**TASK STATEMENT**. Copy, word for word, the part of the material that begins with the line containing "Target: teal stripe on rug" and ends with the line containing "[(534, 250)]". Include both of those lines.

+++

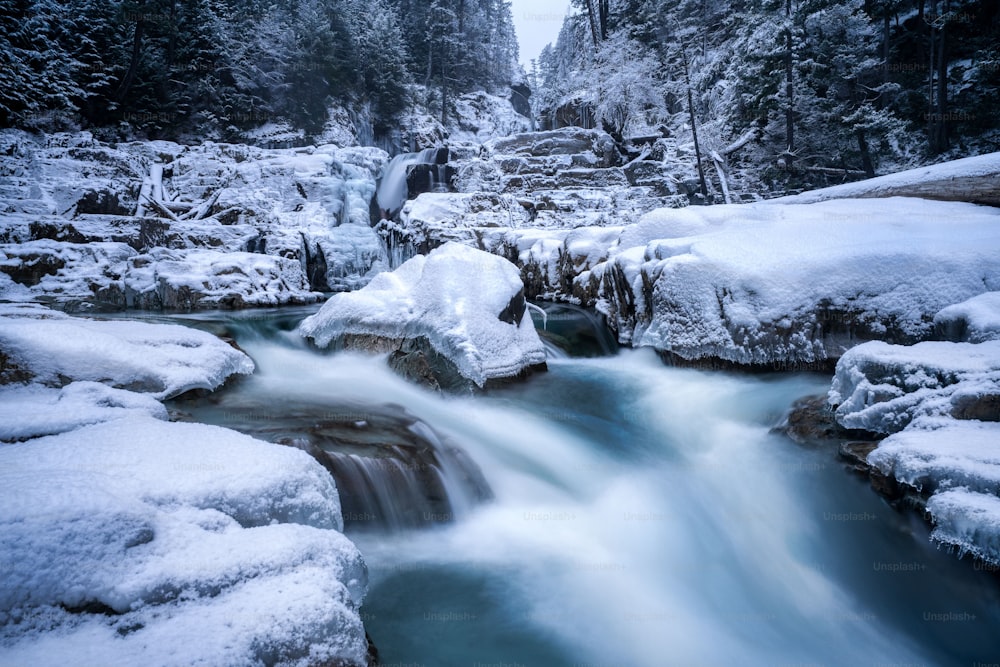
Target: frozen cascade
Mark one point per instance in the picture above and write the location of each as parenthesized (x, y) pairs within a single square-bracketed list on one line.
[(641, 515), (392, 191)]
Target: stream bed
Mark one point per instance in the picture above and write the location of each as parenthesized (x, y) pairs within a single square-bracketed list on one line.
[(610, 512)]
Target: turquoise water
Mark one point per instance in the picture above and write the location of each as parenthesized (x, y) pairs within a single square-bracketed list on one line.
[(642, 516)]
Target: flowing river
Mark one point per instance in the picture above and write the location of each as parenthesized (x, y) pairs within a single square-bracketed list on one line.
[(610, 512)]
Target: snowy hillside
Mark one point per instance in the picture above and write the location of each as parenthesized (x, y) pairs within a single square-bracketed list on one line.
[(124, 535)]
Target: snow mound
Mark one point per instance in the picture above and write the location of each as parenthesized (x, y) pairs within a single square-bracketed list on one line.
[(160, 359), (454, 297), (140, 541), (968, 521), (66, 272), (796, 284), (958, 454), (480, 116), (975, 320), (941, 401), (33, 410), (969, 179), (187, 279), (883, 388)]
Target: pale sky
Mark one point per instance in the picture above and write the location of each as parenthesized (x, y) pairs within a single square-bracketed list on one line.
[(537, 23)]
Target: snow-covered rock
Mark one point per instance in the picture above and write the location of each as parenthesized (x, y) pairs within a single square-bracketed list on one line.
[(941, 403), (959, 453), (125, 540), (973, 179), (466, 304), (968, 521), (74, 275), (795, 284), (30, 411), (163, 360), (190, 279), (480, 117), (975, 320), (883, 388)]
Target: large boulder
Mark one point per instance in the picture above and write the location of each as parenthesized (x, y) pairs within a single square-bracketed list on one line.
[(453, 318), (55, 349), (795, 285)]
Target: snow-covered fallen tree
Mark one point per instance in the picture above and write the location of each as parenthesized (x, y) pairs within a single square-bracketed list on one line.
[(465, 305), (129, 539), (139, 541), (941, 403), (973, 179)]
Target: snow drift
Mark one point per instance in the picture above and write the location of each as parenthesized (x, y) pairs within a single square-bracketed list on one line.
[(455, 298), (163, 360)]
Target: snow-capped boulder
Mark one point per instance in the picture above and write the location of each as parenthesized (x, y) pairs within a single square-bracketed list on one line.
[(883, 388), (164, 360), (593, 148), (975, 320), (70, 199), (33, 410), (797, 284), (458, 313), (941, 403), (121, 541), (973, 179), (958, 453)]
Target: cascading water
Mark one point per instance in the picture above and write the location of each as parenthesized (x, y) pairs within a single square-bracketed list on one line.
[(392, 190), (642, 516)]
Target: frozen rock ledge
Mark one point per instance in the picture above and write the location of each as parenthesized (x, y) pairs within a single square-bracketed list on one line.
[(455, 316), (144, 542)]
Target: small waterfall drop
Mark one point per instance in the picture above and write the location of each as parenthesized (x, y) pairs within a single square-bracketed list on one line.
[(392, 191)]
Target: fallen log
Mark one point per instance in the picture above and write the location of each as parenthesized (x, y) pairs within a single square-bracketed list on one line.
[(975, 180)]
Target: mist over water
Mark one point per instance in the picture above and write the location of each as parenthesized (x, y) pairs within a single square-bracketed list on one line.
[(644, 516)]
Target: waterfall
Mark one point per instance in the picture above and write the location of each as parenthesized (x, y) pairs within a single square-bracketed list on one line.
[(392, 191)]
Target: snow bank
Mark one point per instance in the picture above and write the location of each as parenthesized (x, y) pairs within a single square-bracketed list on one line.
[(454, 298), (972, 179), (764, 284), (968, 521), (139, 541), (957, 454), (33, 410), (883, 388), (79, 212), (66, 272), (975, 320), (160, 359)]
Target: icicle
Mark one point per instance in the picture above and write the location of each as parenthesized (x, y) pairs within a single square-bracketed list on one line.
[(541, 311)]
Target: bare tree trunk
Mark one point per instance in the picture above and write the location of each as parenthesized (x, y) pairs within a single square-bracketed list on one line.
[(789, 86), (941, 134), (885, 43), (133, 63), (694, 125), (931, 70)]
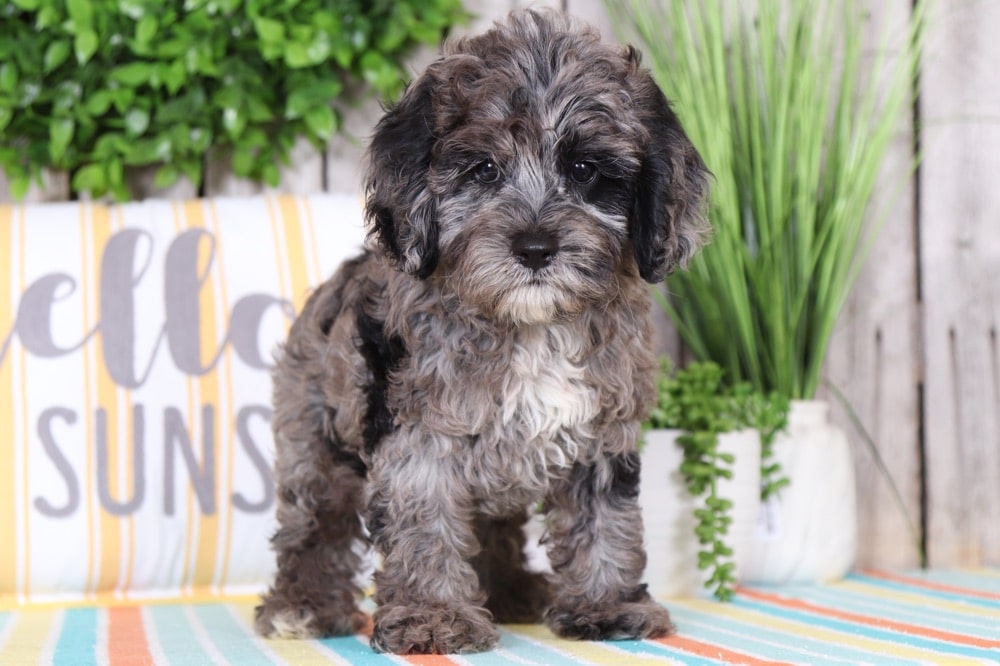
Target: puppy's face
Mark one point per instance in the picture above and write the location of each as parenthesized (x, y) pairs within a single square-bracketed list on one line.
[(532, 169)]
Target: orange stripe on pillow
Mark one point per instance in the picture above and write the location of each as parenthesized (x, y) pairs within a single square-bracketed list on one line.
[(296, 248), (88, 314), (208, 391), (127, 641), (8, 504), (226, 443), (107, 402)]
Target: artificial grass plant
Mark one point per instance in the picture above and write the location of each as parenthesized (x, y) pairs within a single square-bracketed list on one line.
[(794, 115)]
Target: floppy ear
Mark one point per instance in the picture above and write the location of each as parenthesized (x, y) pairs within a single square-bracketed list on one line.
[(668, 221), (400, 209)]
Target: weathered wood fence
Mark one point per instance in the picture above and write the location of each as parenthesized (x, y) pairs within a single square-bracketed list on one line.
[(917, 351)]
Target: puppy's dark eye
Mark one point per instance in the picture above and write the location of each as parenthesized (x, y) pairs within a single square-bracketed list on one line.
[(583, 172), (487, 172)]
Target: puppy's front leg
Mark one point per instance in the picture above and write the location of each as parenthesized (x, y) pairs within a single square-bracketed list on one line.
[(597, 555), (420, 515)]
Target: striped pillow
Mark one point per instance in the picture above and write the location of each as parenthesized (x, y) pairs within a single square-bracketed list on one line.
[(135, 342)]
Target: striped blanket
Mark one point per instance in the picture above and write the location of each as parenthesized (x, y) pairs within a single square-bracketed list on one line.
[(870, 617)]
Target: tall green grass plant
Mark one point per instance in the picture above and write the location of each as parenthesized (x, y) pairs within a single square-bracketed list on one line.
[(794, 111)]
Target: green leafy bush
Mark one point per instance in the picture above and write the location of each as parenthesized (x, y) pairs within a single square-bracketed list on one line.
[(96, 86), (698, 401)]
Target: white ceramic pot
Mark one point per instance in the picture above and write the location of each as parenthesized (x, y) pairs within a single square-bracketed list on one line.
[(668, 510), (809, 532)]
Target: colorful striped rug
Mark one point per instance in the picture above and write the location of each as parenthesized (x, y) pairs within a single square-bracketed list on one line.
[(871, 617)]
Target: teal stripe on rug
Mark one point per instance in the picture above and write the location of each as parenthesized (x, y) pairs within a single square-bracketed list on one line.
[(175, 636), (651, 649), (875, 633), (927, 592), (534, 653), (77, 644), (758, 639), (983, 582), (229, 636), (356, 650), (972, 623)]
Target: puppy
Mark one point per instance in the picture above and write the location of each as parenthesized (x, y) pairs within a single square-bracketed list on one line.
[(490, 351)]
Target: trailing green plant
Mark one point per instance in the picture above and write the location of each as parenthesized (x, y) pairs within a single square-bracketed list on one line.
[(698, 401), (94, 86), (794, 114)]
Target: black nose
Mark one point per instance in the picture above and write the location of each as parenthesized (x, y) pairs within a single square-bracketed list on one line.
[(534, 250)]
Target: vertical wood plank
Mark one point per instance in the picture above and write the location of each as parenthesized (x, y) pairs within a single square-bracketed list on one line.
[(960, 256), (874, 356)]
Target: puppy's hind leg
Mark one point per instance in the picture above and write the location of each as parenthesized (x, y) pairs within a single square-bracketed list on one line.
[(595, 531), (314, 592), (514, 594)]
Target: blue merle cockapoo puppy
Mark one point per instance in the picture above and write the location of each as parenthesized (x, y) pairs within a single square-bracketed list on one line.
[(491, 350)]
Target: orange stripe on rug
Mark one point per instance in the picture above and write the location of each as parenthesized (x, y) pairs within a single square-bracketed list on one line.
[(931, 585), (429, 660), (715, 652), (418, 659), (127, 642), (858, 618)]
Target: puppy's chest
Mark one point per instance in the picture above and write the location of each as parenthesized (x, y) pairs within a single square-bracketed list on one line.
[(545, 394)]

+++

**REPLY TO THE EXERCISE**.
Target: teal stripe on rug
Mark one point per instance in the picture above and write the location of each as parenthesized (x, y) pairs within a single square-bracketed list on one line.
[(175, 636), (651, 649), (875, 633), (927, 592), (534, 653), (77, 644), (758, 639), (983, 582), (229, 636), (356, 650), (972, 623)]
Target: puppy
Mark one point per instance in the picture above and write the location of each as parenthesized (x, y) pairs within a single square-bracketed list on one line.
[(490, 351)]
Target: trailing green plant
Mark one point per instance in the picture above and write the location of each as parenthesized (x, y) pairs within a single square-bracketed list on one line.
[(698, 401), (94, 86), (794, 114)]
Target: black nose
Mark one point per instance in the picture above and write the location of each as parenthesized (x, y) pairs within a single square-bracketed list on one line.
[(534, 250)]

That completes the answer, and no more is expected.